# What this exercise asks
A: In the forum thread, rewrite the paragraph beginning "Keep in mind that even though" more briefly, keeping its main facts.
B: Reproduce word for word the part of the forum thread that starts at the words "The really basic" and ends after "Panasonic BD85 died.".

# Excerpt
# Wow, a cheap bluray player w/ analogue outputs!



## mjcmt (Aug 30, 2010)

What do you guys think of this little rascal?
The really basic budget Monoprice BDP-620 w/ analogue outputs for my non-hdmi AVR.
http://www.monoprice.com/products/p...=10908&cs_id=1090801&p_id=8296&seq=1&format=2
I wonder who makes it?


----------



## nova (Apr 30, 2006)

Nice. Looks like a pretty good deal. Wish this was available a year or so ago when my Panasonic BD85 died.


----------



## 86eldel68-deactivated (Nov 30, 2010)

For $77, I was just about to order one...but the $33 shipping charge stopped me. If the shipping costs were to drop, I'd be interested in buying one just to play with it.


----------



## mjcmt (Aug 30, 2010)

eljay said:


> For $77, I was just about to order one...but the $33 shipping charge stopped me. If the shipping costs were to drop, I'd be interested in buying one just to play with it.


Shipping is only $9 for 3-5 day delivery to where I live. Where do you live?


----------



## 86eldel68-deactivated (Nov 30, 2010)

mjcmt said:


> Where do you live?


Ottawa, Canada.


----------



## Funk Sean (Sep 30, 2010)

Keep in mind that even though it has the analog 5.1 output, it doesn't do any on-board decoding of any surround formats. Your receiver will still need to do the decoding. So if you have a legacy receiver and want to take advantage of Dolby true HD and DTS master audio, this player can't do it.


----------



## koyaan (Mar 2, 2010)

Funk Sean said:


> Keep in mind that even though it has the analog 5.1 output, it doesn't do any on-board decoding of any surround formats. Your receiver will still need to do the decoding. So if you have a legacy receiver and want to take advantage of Dolby true HD and DTS master audio, this player can't do it.

# Records from a point-labeling set
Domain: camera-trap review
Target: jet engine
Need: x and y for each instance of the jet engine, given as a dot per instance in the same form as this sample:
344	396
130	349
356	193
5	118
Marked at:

# List of solutions
A: The player has analog 5.1 output but does no on-board decoding of surround formats, so the receiver must still handle decoding. Someone with a legacy receiver can't use this player to get Dolby true HD and DTS master audio.

B:
The really basic budget Monoprice BDP-620 w/ analogue outputs for my non-hdmi AVR.
http://www.monoprice.com/products/p...=10908&cs_id=1090801&p_id=8296&seq=1&format=2
I wonder who makes it?


----------



## nova (Apr 30, 2006)

Nice. Looks like a pretty good deal. Wish this was available a year or so ago when my Panasonic BD85 died.